-- ZIEL DER AUFGABE --
Setze den Text zur Geschichte der Shiatsu-Therapie im Anschluss an seinen letzten Satz fort.

-- ANGEZEIGTER TEXT --
::::

Zur Geburt der Shiatsu-Therapie

Über die Geschichte der japanischen „Fingerdruck-Therapie“

In Gesprächen über fernöstliche Medizin hört man nicht selten Bemerkungen über deren Alter, was das Bild ein über Jahrhunderte akkumuliertes bewährtes Wissen suggeriert. Das trifft auf Shiatsu allerdings nicht zu. Die Geschichte dieser Therapie ist kurz und hat viel mit der Unterdrückung der traditionellen Medizin zu tun, die die japanische Regierung seit 1868 jahrzehntelang verfolgte. Nachdem Versuche gescheitert waren, ein der westlichen Medizinausbildung und Approbationsordnung äquivalentes Ausbildungs- und Prüfungssystem für Kampo-Medizin gesetzlich zu verankern, beobachtet man in Japan seit Anfang des 20. Jahrhunderts Versuche, traditionelle Therapien zu „modernisieren“ bzw. neue Therapiefelder zu erschließen, die nicht mit den Bestimmungen des westlich geprägten Medizinalwesens kollidieren. Eine dieser Neuerungen war die „Fingerdruck-Therapie“ (shiatsu-ryōhō). 

Das Wort shiatsu (Fingerdruck) wurde eigentlich von Ingenieuren benutzt, bevor es in der Medizin auftauchte. Hier präsentieren sich mehre Pioniere als Schöpfer des Namens und der Technik. Namikoshi Tokujirō (1905−2000) nennt ein Kindheitserlebnis als entscheidenden Impuls. Er habe 1912, d.h. im zarten Kindheitsalter, bemerkt, dass der Druck mit Daumen und Handballen in der Zervikalregion und am Rücken die arthritischen Schmerzen seiner Mutter linderte. Nach dem Erwerb einer Lizenz für Anma-Massage und allerlei Experimenten gründete er 1925 eine Praxis. Anfang der dreißiger Jahre war seine „Shiatsu-Therapie“ bereits so bekannt, dass sie im Tagebuch des berühmten Komödianten Furukawa Roppa erscheint. Unabhängig hiervon fügte ein Fukunaga Kazuma 1928 seinen „Kraftanwendungstherapien“ einen Anhang zur „Fingerdruck-Methode“ (Shiatsu-hō) bei. 1930 publizierte Tanomura Kaisen das Buch „Heilkunst ohne Medikamente – Fingerdruck-Therapie“ (Muyaku ijutsu shiatsu-ryōhō). Tamai Tempeki wiederum gab im selben Jahr die „Fingerdruck-Therapieverfahren“ (Shiatsu-ryōhō) heraus. Die systematische, detaillierte Darstellung bescherte dem Werk einen bis heute andauernden Erfolg. Im Vorwort zur Auflage von 1939 erklärte Tamai, dass er Shiatsu nunmehr zwanzig Jahre betreibe, weshalb manche Autoren die Geburt des Namens auf das Jahr 1919 legen.

::::

Lokalisierungsdaten mit einem Punkt pro Instanz:

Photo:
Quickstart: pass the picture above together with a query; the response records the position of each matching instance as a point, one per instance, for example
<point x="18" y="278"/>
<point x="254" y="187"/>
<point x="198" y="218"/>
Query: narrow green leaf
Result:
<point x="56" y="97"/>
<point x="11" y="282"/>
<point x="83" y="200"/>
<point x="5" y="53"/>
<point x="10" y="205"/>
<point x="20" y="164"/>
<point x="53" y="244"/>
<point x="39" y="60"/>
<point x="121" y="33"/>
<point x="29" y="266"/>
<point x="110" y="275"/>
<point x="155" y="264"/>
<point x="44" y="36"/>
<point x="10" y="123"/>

::::

-- ANTWORT ZUR AUFGABE --
Bei all diesen Pionieren beobachtet man westliche Einflüsse. Namikoshi hebt seine Kontakte zu Bartlett Joshua Palmer hervor, dem Sohn des Begründers der Chiropraktik Daniel David Palmer. Auch Tamai integrierte Elemente der westlichen Massage – zum einen, um sich von herkömmlichen Massagen abzusetzen, zum anderen, um seinem Konzept eine höhere Glaubwürdigkeit zu verleihen. 

In der Öffentlichkeit fiel Namikoshi wohl am stärksten auf. Er war mit Showmanship gesegnet und steigerte seine Bekanntheit durch Therapien von Prominenten. Sein Name ging 1954 durch die  Weltpresse, als er Marilyn Monroe, die zu dieser Zeit mit Joe DiMaggio ihre Flitterwochen in Japan verbrachte, wegen Magenkrämpfen mehrfach behandelte. 1973 bekam er Muhammad Ali unter die Finger. Später war er auch „Leibarzt“ des Premierministers Ōhira Masayoshi.

Der rasch wachsende Markt begünstigte das Aufkommen vielerlei Schulrichtungen. Tsukuda Takichi (1872–1958), Leutnant im Sanitätswesen der Marine, gab 1925 die „Geheimnisse der praktischen Krankenpflege im Haus“ (Katei ni okeru jissaiteki kango no hiketsu) heraus, einen Bestseller, der 2001 in der 1617. Auflage erschien. In der Ausgabe von 1929 beschreibt er unter dem Stichwort „Volksmedizin“ allerlei Behandlungstechniken und deren Nutzung in der Familie, darunter erstmals die „Fingerdrucktherapie“.

Neben den beiden oben genannten Richtungen erzielte die von Masunaga Shizuto (1925–1981) entwickelte Methode auch außerhalb Japans unter der etwas irreführenden Bezeichnung Zen-Shiatsu einen beachtlichen Einfluss. Masunaga, ein studierter Psychologe und Schüler Namikoshis, arbeitete mit einem erweiterten Leitbahnbild und versuchte, traditionelle Konzepte wie hara (Bauch), kyo (Leere), jitsu (Fülle) usw. unter Nutzung seiner akademischen Ausbildung und reichen klinischen Erfahrungen in eine Form zu bringen, die den Anschluss an die westliche Medizin ermöglichen sollte. Er zielte auf Fortschritt durch stärkere Verankerung in der Tradition.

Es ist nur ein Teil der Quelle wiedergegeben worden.